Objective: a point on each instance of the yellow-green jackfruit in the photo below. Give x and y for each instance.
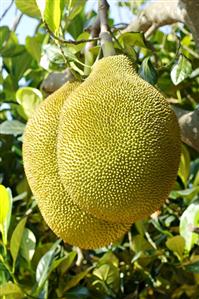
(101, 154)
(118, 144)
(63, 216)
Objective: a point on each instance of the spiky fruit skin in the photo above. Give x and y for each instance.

Your goal -> Copy out the full material exactly. Pictures should not appear in it.

Answer ->
Objective: a point on each instance of the yellow-green jackfruit in the photo below. Give x and y for each instance.
(101, 154)
(118, 144)
(63, 216)
Objective: a point on each instance of the spiky fruit skin in the photo above. Give x and y for each instance.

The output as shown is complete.